### YOUR INSTRUCTIONS
Repeat word for word the passage of the blog entry starting with "Friday, February 10, 2012" and going on through "quick and painless.".

### SELECTED EXTRACT
Friday, February 10, 2012
Time To Reflect
Though the weather has been stunning and my camellias are in full dress array an air of sadness hangs over Cathy Lane. My next door neighbor, Joey, only 40, needs a stem cell transplant to survive Leukemia (AML). The registry for members of his gene pool must be Guamanian or Pacific Islander, ages 18-60. My genes are not eligible, sadly. So if you know anyone who qualities urge them to get info at 1-899-59-Donor. The test is quick and painless.
Speaking of genes, I want to boast a bit about my cousin Doll. I just got word that she may be visiting again soon from Canada. What’s stirring my joy buds is that every minute spent with her is a delight. Though legally blind and hearing impaired, she infuses every discussion with positive joy. While I grouse and lament about the economy and various body aches, she never complains of a single thing.

### DATA FOR REVIEW
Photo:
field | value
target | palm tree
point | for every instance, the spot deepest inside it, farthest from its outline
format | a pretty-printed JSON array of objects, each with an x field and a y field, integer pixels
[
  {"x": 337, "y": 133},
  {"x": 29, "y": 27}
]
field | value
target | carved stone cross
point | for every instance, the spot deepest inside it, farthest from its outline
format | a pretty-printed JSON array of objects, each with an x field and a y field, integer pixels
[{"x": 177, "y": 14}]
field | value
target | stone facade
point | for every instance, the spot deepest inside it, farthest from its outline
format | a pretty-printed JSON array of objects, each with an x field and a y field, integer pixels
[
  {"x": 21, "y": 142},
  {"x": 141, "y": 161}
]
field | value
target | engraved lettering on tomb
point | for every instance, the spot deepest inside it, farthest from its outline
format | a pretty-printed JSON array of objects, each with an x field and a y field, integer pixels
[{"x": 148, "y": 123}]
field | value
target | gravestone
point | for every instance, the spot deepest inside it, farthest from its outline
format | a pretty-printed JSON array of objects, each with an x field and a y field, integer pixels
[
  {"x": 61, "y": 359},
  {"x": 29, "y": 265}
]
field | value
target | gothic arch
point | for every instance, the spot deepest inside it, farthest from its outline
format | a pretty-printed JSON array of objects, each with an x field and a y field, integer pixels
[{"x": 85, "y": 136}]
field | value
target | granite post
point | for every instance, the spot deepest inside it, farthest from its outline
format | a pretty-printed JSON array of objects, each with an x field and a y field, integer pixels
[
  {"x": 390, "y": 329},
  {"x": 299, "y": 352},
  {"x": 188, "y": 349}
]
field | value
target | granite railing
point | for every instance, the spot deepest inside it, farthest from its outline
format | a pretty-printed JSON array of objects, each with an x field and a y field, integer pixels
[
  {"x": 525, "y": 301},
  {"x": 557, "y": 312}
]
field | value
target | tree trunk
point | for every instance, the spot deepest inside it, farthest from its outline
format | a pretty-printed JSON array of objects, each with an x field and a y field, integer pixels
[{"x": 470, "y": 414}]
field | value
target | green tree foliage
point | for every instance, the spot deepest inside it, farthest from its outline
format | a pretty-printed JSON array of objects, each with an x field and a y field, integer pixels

### SOLUTION FOR THIS TASK
Friday, February 10, 2012
Time To Reflect
Though the weather has been stunning and my camellias are in full dress array an air of sadness hangs over Cathy Lane. My next door neighbor, Joey, only 40, needs a stem cell transplant to survive Leukemia (AML). The registry for members of his gene pool must be Guamanian or Pacific Islander, ages 18-60. My genes are not eligible, sadly. So if you know anyone who qualities urge them to get info at 1-899-59-Donor. The test is quick and painless.